Stated problem
Return every line of the material below unchanged, covering all of it, but omit the pictures from your answer.

Dataset records on object locations

---

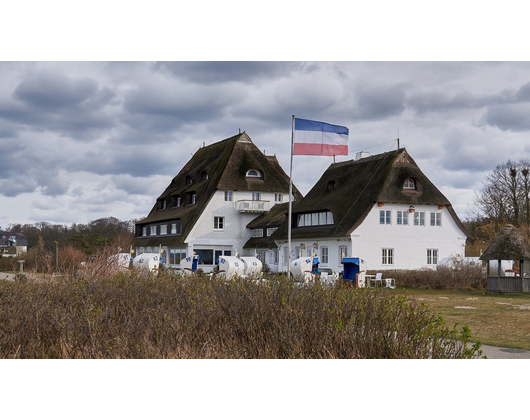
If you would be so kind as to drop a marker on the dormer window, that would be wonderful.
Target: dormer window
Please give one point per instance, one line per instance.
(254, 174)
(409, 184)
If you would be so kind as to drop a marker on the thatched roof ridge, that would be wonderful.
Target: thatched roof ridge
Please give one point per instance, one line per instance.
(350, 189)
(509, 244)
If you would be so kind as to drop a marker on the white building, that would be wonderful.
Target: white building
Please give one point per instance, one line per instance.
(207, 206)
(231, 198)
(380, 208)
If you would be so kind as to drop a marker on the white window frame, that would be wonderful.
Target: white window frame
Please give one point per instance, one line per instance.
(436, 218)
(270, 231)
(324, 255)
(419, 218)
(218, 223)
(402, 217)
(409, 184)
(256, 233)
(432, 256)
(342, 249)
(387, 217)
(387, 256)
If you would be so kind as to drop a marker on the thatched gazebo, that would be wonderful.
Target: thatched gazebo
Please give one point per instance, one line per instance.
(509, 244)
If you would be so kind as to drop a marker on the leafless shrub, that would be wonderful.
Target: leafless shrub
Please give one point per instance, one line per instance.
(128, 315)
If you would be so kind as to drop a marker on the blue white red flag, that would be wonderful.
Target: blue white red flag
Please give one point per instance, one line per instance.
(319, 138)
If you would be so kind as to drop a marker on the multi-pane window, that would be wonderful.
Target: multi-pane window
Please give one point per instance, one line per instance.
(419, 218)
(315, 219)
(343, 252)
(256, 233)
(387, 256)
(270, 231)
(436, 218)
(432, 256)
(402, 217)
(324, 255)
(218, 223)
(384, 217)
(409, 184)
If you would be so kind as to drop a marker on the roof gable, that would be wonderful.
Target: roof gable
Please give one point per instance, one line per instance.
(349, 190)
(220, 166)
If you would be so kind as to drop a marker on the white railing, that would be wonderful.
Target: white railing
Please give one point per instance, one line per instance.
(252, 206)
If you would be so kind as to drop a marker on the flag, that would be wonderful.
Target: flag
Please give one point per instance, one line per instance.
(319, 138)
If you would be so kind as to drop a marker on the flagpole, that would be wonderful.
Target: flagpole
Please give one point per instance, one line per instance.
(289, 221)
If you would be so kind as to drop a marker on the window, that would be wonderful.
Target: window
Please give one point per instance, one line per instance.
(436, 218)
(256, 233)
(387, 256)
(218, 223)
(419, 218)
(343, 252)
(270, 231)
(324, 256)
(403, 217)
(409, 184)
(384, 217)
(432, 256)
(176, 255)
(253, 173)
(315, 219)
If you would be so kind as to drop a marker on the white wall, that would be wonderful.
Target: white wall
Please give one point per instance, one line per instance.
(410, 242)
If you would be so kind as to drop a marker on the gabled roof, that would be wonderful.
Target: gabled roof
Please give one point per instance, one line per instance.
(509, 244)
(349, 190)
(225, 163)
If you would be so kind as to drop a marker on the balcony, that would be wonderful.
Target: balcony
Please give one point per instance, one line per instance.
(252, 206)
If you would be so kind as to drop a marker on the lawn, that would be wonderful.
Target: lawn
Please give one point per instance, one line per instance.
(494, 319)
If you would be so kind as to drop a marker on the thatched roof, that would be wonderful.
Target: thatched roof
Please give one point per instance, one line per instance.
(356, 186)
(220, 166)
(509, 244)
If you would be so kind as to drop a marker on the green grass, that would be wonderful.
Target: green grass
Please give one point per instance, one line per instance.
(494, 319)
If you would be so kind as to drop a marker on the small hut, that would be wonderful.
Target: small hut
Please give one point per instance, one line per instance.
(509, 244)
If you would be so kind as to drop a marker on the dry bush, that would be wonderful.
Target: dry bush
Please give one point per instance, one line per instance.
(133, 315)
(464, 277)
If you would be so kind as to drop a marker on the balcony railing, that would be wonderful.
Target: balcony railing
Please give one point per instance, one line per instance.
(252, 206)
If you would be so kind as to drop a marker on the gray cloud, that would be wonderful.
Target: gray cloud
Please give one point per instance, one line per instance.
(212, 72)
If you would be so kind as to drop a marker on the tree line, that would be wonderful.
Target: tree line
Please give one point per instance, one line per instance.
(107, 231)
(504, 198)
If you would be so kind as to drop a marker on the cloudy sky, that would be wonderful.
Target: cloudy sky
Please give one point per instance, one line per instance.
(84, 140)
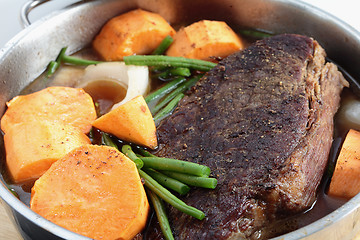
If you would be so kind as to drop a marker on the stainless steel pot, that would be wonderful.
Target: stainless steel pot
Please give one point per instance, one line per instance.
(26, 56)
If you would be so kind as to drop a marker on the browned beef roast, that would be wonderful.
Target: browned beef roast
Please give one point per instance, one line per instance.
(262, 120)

---

Exercise result
If you would be so kind as to drop a marker on the dormer window, that would be wonderful.
Target: dormer window
Please give one point per instance, one line per instance.
(254, 174)
(409, 184)
If you would be so kind as to drop a marker on the thatched roof ridge, that would be wonderful.
Target: thatched roof ridge
Please give one point per instance, one line per instance.
(350, 189)
(509, 244)
If you would be so kind as to drop a marker on the white building, that would be wonderful.
Target: white building
Please give one point per instance, one line per instance.
(207, 206)
(231, 198)
(380, 208)
If you would be so kind as to drop a marker on the white window frame, that would be wonderful.
Target: white window frame
Please give one point per instance, one line per instance.
(436, 218)
(270, 231)
(324, 255)
(419, 218)
(218, 223)
(402, 217)
(409, 184)
(256, 233)
(432, 256)
(342, 249)
(387, 217)
(387, 256)
If you would be so kind as to drop a marker on the thatched gazebo, that would be wonderful.
Target: thatched gazebo
Please give one point per instance, one line per instance.
(509, 244)
If you would be so kind as to drop a marker on the leafless shrub, that would be wonderful.
Target: leafless shrub
Please give one point per instance, one line per instance.
(128, 315)
If you would be so kind as to drop a marker on the blue white red flag, that would be wonderful.
Target: blue white red flag
Please give one point per instance, one line per instance.
(319, 138)
If you would be so kind as to drop a marker on the multi-pane window, that would be wonderful.
Target: multi-pane window
Please give one point per instance, one line per instance.
(419, 218)
(315, 219)
(343, 252)
(256, 233)
(387, 256)
(270, 231)
(436, 218)
(432, 256)
(402, 217)
(324, 255)
(218, 223)
(384, 217)
(409, 184)
If you would be so kind as to drop a marker on the roof gable, that would be wonderful.
Target: roof gable
Please give one point per instance, one line per instance.
(349, 190)
(220, 166)
If you would be so kind as to drop a marker on the white railing, that would be wonderful.
Target: white railing
Please give one point per instance, one line per instance.
(252, 206)
If you would be so kind as to drop a marker on the flag, that would be wonderful.
Target: flag
Please give one point per instance, one line per instance.
(319, 138)
If you would be so kind as to drop a marker on the flagpole, that would be wonderful.
Target: flagpole
Please give one point per instance, one line per instance.
(289, 221)
If you would be so kind as to drop a marker on the window, that would be wonderful.
Target: window
Please give one point per instance, one line per instance.
(436, 218)
(256, 233)
(387, 256)
(218, 223)
(419, 218)
(343, 252)
(270, 231)
(324, 256)
(403, 217)
(409, 184)
(384, 217)
(432, 256)
(176, 255)
(253, 173)
(315, 219)
If you would be so kind as to drop a marker on the white wall, that would be wonderful.
Target: white wall
Please give one point per instance, one line per instance.
(410, 242)
If you would be so kind as to drop a marker on the gabled roof, that would be wonderful.
Target: gabled roof
Please give one point per instance, one line per instance.
(509, 244)
(349, 190)
(225, 163)
If you would be so kind as to drop a marker on the balcony, that would be wonderful.
Target: balcony
Please give one point per instance, one line per instance.
(252, 206)
If you would be so kind as to drop a marker on the lawn, that would be wonderful.
Target: lawn
Please give one point per instance, one line per instance.
(494, 319)
If you would be so kind as to drop a marker on the thatched roof, that would be wonderful.
Target: thatched roof
Please give one point per instance, one line per instance.
(356, 186)
(220, 166)
(509, 244)
If you would be so kind as to drop a marker on the green grass, that would be wonderful.
Target: green grass
Please give one point per instance, one line per instance.
(494, 319)
If you would be so kind as to drop a marker on the small hut, that would be wonderful.
Target: small hut
Please give one point per instance, one line per instance.
(509, 244)
If you would be so kind as to drop a marker on the dry bush, that would be wonderful.
Target: dry bush
Please give one point per instance, one line per instance.
(133, 315)
(464, 277)
If you would be so kind as to drop a marker on the balcony railing, that would be wonderful.
Target: balcony railing
Please give one point per instance, one line per instance.
(252, 206)
If you would be so kind as to drop a marker on the gray cloud, that would be wonderful.
Target: gray cloud
Please give one point per instance, one line per instance.
(212, 72)
If you would be so kind as to drop a marker on the tree line, that would be wonderful.
Target: tree line
Please give one point per instance, one line per instance.
(107, 231)
(504, 198)
If you would be so kind as to drop a marker on the cloudy sky, that would be wonderful.
Target: cloudy sky
Please give one point per instance, one line per instance.
(84, 140)
If you would be so kind as to drop a marker on the stainless steel pot, that would be wonderful.
Target: stainless steel pot
Please give one point per instance, one line per instance.
(26, 56)
If you would be so kind as to drop a marker on the browned beef roast, that would be wonderful.
Target: browned beef roast
Please give one point per instance, one line per instance.
(262, 120)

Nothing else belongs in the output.